→ **EXERCISE DETAILS**
Copy the records verbatim, from their beginning through the line containing "[(22, 39), (240, 130), (232, 91), (59, 237)]".
======== ROWS ========
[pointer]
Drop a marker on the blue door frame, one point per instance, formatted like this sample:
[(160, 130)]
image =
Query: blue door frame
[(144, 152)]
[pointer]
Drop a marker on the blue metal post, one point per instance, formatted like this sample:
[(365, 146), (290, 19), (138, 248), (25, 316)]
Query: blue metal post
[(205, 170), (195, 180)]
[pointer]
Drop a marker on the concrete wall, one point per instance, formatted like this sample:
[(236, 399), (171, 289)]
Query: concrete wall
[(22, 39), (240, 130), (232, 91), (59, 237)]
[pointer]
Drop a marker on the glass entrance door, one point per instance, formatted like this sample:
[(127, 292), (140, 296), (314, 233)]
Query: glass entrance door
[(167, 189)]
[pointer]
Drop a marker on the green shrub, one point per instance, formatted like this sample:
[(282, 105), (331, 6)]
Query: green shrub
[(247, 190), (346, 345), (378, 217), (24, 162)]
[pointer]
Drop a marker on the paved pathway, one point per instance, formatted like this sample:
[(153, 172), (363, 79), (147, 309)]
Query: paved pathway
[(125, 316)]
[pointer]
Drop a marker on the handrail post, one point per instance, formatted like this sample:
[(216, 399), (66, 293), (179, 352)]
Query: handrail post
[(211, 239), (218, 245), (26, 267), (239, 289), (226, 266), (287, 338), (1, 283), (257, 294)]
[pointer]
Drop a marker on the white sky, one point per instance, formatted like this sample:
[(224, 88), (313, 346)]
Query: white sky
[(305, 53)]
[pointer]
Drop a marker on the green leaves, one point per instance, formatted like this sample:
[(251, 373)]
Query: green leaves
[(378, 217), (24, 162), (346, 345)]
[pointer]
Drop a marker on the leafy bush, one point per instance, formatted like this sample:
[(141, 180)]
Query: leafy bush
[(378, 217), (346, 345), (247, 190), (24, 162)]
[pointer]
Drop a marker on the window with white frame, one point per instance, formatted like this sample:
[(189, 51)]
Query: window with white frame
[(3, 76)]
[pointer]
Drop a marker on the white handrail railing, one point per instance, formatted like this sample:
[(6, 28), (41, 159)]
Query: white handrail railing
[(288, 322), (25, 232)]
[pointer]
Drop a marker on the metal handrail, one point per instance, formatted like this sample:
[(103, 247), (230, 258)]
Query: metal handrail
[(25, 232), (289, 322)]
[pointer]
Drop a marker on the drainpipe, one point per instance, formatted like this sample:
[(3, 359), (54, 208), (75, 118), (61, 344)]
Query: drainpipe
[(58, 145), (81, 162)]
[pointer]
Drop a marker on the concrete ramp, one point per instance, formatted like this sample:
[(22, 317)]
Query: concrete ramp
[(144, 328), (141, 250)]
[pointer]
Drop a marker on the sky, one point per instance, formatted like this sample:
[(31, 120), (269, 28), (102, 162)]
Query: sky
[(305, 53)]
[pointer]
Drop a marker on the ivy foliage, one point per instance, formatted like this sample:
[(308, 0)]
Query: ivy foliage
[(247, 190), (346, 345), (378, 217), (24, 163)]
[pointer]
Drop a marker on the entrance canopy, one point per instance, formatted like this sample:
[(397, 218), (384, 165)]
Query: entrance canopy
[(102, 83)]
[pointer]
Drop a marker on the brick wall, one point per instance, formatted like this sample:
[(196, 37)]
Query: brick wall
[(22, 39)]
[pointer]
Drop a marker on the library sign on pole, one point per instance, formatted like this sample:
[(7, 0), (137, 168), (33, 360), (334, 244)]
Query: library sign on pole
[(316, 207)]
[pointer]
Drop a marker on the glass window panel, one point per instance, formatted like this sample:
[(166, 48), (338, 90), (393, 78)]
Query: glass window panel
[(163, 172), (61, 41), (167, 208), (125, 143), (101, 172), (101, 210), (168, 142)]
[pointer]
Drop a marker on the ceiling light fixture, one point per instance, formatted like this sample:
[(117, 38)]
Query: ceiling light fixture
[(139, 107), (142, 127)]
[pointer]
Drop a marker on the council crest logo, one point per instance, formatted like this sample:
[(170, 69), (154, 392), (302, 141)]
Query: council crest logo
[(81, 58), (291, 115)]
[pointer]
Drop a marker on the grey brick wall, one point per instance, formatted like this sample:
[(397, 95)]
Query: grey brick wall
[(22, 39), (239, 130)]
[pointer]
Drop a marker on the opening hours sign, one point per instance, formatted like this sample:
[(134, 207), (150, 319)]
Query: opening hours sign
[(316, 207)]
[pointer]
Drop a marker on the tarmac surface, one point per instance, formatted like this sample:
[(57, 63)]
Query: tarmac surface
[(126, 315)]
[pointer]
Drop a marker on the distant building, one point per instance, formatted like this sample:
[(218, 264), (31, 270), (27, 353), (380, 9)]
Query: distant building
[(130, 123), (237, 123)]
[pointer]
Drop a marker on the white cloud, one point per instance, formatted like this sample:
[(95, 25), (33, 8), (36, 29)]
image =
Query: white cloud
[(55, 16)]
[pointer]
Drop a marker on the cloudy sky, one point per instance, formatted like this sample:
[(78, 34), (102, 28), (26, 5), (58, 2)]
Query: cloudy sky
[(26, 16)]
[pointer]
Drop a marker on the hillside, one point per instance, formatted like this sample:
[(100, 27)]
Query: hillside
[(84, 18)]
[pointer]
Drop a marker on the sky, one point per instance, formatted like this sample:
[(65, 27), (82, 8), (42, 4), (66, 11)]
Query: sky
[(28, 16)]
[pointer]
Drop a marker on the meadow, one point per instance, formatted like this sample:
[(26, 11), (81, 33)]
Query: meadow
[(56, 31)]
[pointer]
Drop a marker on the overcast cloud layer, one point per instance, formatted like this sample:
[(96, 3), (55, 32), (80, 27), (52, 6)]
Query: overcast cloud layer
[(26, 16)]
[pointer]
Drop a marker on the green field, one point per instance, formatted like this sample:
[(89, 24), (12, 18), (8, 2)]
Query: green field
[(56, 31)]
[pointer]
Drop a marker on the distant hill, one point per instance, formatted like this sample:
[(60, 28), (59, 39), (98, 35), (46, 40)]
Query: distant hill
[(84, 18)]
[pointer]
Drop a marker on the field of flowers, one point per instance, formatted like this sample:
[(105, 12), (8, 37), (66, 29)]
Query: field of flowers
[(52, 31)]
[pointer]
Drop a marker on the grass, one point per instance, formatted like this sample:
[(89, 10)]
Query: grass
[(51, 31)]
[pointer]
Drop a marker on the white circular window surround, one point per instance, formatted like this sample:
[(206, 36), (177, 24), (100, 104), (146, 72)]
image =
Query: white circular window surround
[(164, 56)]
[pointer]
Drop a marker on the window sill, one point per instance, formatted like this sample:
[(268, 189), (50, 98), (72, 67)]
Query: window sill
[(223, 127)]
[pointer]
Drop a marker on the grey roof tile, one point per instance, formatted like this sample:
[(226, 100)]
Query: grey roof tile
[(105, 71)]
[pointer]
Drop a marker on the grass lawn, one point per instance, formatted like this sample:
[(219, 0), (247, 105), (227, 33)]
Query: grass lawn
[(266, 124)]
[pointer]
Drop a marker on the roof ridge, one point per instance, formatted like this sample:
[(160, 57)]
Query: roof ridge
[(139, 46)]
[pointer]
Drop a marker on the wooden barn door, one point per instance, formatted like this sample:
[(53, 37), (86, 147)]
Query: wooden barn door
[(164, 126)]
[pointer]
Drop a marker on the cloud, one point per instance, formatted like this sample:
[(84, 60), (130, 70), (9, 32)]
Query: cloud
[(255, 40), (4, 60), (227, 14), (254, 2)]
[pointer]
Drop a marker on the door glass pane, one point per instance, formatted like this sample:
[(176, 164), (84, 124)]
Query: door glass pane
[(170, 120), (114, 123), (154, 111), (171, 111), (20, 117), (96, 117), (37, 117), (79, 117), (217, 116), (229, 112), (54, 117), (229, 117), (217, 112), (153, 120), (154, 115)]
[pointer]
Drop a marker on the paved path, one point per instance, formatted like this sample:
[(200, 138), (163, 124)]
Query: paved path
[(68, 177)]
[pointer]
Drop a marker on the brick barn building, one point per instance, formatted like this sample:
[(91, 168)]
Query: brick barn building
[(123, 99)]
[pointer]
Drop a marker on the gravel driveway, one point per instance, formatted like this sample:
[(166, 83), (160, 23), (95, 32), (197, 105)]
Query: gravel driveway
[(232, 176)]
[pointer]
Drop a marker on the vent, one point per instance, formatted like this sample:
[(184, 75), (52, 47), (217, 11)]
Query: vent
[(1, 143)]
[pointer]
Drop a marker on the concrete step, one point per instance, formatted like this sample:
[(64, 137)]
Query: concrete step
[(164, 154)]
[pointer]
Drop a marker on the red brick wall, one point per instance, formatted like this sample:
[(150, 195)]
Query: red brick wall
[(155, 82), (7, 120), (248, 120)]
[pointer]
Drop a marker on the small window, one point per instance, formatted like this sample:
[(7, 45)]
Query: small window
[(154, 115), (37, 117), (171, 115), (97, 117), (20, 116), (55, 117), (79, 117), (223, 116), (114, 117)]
========
→ **WRITTEN SOLUTION**
[pointer]
Drop a marker on the blue door frame, one point per instance, formatted like this sample:
[(160, 130)]
image =
Query: blue door frame
[(144, 152)]
[pointer]
Drop a marker on the blue metal post, one point per instance, formatted like this sample:
[(365, 146), (290, 19), (138, 248), (25, 316)]
Query: blue metal post
[(205, 170), (195, 180)]
[pointer]
Drop a marker on the concrete wall, one point per instance, formatted like this sample:
[(236, 399), (171, 289)]
Query: concrete wall
[(22, 39), (240, 130), (232, 91), (59, 237)]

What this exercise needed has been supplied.